__Action item__
Output the data word for word, dropping every image.

__Given entries__
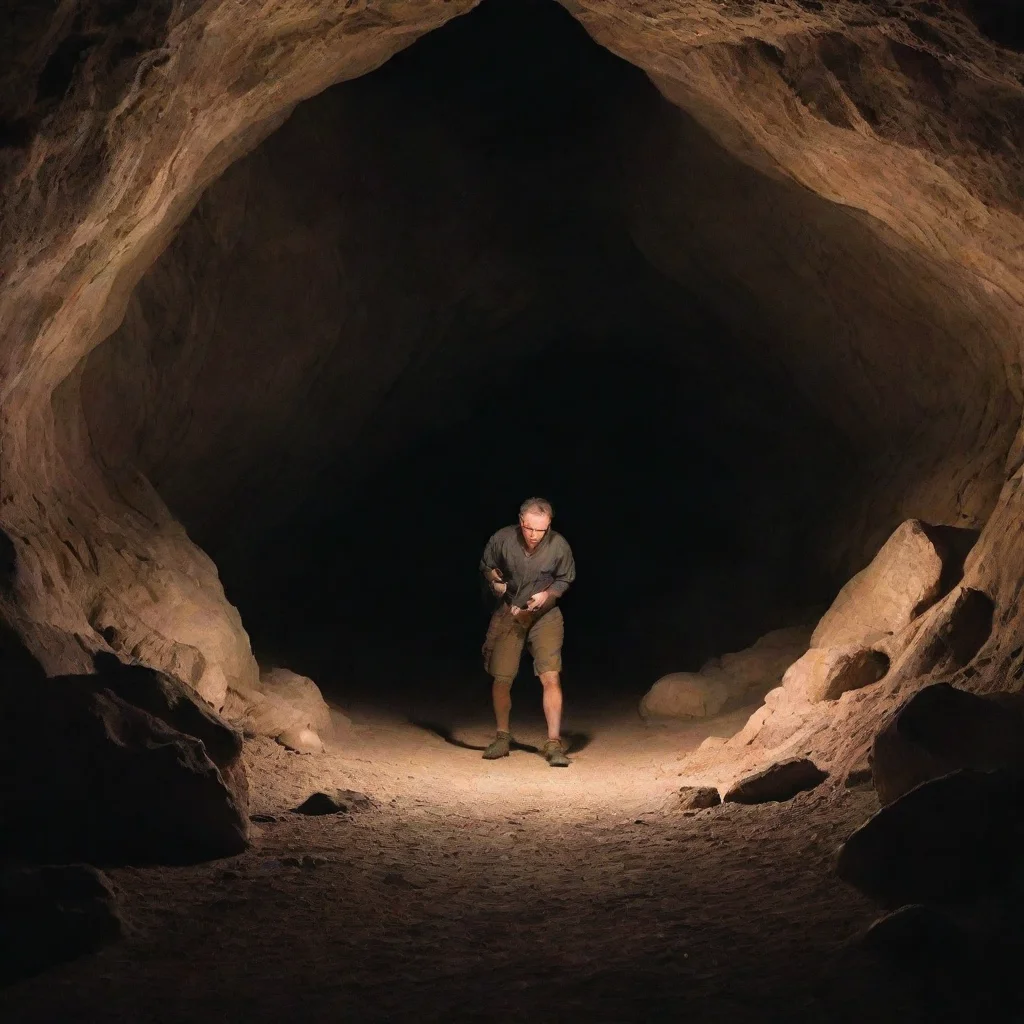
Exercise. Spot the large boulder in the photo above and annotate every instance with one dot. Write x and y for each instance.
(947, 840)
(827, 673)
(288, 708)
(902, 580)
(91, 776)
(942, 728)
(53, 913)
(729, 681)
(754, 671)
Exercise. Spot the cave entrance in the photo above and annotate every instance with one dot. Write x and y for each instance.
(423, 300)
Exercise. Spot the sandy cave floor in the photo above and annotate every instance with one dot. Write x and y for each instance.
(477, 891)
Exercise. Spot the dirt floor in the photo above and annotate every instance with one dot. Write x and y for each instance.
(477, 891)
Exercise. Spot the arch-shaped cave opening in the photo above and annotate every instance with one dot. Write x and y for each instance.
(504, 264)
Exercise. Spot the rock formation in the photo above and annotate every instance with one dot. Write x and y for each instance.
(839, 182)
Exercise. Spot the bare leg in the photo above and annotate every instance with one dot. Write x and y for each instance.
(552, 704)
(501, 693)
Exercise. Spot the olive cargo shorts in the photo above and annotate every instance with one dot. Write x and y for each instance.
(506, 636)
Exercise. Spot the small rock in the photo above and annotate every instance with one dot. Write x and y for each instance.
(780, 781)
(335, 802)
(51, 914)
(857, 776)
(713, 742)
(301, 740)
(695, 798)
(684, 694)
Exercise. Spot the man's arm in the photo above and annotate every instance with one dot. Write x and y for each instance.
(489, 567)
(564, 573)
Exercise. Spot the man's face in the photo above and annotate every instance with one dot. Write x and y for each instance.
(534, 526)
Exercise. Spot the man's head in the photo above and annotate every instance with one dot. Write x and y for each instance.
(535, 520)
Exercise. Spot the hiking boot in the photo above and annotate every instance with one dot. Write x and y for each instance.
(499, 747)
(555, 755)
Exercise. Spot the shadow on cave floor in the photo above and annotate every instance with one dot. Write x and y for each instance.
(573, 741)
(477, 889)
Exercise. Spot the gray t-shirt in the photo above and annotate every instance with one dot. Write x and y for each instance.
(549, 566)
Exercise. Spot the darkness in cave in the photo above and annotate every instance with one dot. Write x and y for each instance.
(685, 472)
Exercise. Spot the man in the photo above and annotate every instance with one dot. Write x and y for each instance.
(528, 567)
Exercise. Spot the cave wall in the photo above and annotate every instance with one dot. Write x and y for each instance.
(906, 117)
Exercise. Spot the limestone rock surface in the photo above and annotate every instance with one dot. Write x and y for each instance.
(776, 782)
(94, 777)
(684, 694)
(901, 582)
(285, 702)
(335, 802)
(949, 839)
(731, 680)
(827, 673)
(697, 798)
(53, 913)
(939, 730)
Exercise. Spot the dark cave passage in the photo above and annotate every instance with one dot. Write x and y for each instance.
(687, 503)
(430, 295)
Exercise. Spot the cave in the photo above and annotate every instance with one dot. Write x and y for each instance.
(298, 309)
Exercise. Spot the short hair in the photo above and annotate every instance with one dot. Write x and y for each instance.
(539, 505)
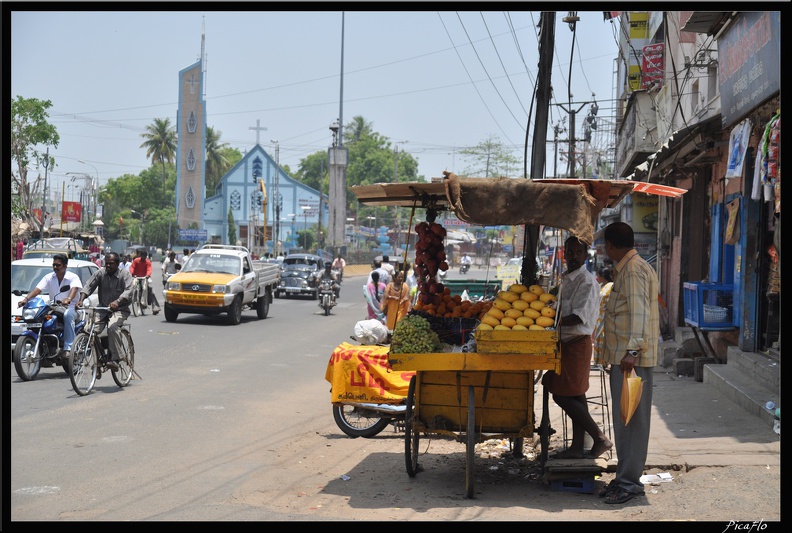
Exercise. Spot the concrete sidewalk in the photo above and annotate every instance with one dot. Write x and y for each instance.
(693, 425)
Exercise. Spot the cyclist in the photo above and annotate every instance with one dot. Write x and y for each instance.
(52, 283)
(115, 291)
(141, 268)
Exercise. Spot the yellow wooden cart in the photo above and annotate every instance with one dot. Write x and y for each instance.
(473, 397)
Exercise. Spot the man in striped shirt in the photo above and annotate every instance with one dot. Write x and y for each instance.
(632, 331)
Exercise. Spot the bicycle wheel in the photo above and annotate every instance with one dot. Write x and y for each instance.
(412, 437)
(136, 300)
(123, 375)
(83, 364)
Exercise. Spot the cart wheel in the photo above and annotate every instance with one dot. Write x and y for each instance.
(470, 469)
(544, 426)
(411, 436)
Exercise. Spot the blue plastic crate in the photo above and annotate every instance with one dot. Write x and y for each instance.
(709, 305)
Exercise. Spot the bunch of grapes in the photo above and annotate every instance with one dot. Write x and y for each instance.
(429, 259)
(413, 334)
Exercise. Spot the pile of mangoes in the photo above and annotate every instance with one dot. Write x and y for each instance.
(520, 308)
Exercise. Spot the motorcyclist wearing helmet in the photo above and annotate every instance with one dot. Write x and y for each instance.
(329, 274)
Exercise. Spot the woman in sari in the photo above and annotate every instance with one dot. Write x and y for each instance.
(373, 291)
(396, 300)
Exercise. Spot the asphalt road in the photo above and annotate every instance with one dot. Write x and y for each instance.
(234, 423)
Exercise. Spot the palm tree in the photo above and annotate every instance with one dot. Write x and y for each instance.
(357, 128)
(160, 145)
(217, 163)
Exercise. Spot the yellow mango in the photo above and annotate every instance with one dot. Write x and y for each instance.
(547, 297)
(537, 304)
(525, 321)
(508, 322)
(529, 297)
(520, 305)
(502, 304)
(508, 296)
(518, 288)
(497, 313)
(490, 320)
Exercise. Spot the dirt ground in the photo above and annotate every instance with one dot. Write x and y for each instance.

__Task output__
Exercise. Spot the large boulder in the photo above and annotate every instance with one dot. Write x and y for each instance.
(947, 840)
(827, 673)
(288, 708)
(902, 580)
(91, 776)
(942, 728)
(53, 913)
(729, 681)
(754, 671)
Exercise. Spot the cave entrance in the photo above and annotate every instance with one dot. Write x and y for each instance.
(423, 300)
Exercise. Spot the sandy cave floor in the photo above and annotate every instance with one dot. Write x and y for each instance.
(477, 891)
Exercise. Spot the dirt floor in the photo above and annotate every instance with one dot. Write x and y for each instance.
(477, 891)
Exercise. Spot the arch-shaped cave opening in the photo above and annotate every instance with one dot. Write x and y for each instance.
(504, 264)
Exercise. Spot the rock formation in the photo above and annotate every instance with one dot. Write x and y for each instance.
(839, 182)
Exercise. Spot the bare leg in the photo above and annotate every instance with one dot. Write x and y for each instance.
(552, 704)
(501, 693)
Exercise. Spot the olive cargo shorts in the photo above and annotate every instance with one dot. Write x and y for each instance.
(506, 636)
Exercise. Spot the small rock in the photo above and annotate every instance with one dot. Write x and y for each instance.
(780, 781)
(335, 802)
(51, 914)
(857, 776)
(713, 742)
(301, 740)
(695, 798)
(684, 694)
Exercise. Spot the man's arm in the photo above and annotate every instance with one dot. Write x and y for each instance.
(489, 567)
(564, 573)
Exercise. Spot the man's face in the photo above and annotate every instance with one dot. Write x and y for each instance.
(534, 526)
Exercise. Spot the man's head in the photo above and annotate every instance with one dot. Write x and y for each instance.
(535, 520)
Exercise. Spot the hiking boot in the photo above and annotate every instance with one dot. Write x and y for each instance.
(499, 747)
(555, 755)
Exercise. Spot the shadow on cave floor in the photo above and annotate every instance with one dot. Write x and y for each instance.
(573, 741)
(477, 889)
Exercise. Spot the gray t-shirt in the photo above and annotate every instance with one dot. Write x and y for each instance.
(549, 566)
Exercise. Spot the darkness in cave in the photo above and annotate every instance with one dot. Write x and y for each instance.
(685, 472)
Exercise. Spot the man in the photo above and annotate every instance with one dot. Write x and y for each instance.
(528, 567)
Exercise. Spot the cave wall in the photo above and annotate every instance with one dot. Write x and y for each instance.
(906, 117)
Exercise. Spot the limestone rock surface in the photo above and annotate every instance with one dot. Write x and y for each instance.
(776, 782)
(94, 777)
(684, 694)
(901, 582)
(285, 702)
(335, 802)
(949, 839)
(731, 680)
(827, 673)
(697, 798)
(53, 913)
(939, 730)
Exercise. Spot the dark cave passage in the photo above and annotate every instance with one dot. Write x and y for each instance.
(687, 503)
(430, 295)
Exercise. Spot the cave in the photo above and annotate every instance with one dot. Write x and y for each instance.
(298, 309)
Exercise. Spot the short hair in the photo above and annotate every instance with one dot. Write x and y for each instance.
(539, 505)
Exercise. Spot the concrete sidewalk in the photo above and annotate every instance with one dot. Write x and y for each instance.
(693, 425)
Exercise. Spot the cyclist in the photo above and annotate every instance with one dot. Write x and y for each instance.
(52, 283)
(115, 291)
(141, 268)
Exercise. Spot the yellow wooden cart in the photo above and annotate every instance with one dot. Write x and y for each instance.
(473, 397)
Exercise. Spot the man in striped shirt in the photo above and annotate every instance with one dot. Write x and y for each instance.
(632, 331)
Exercise. Spot the bicycle wheel in the photo above and annotate every instance with one dot. Write x and y for each instance.
(412, 437)
(136, 300)
(123, 375)
(83, 364)
Exercise. Spot the cart wheel in the photo above and annotate every instance with one dot. Write x and y for each instance.
(470, 469)
(544, 426)
(411, 436)
Exercise. Spot the blue plastic crate in the photo above and annotate every instance with one dot. Write x and y for each instance.
(709, 305)
Exercise. Spot the bunch of grapes in the photo above and annotate every instance with one dot. Write x and y for each instance.
(429, 259)
(413, 334)
Exercise. Spot the pile of mangoes in the photo above and annotate every instance with one dot. Write x and y for each instance.
(520, 308)
Exercise. Spot the motorcyclist wearing helmet in the photo above and annotate every instance with one dot. Write x and y for each instance.
(329, 274)
Exercise. Spot the woman in sari in the photo above and annotate every instance with one dot. Write x and y for each instance.
(373, 291)
(396, 300)
Exercise. Spot the asphalt road in the photo above and annotate every instance with one dot. Write x and y for each instance.
(234, 423)
Exercise. Spot the palm tree in the photo above and annotate every instance with one dot. Write x and y for each instance.
(357, 128)
(160, 145)
(217, 163)
Exercise. Spot the yellow mango in the photo above and annotate every instance with one dot. Write x and y for each instance.
(547, 297)
(537, 304)
(525, 321)
(508, 322)
(529, 297)
(520, 305)
(502, 304)
(508, 296)
(518, 288)
(497, 313)
(490, 320)
Exercise. Spot the dirt ground in the photo above and annotate every instance with one dot. Write x and y for each instance.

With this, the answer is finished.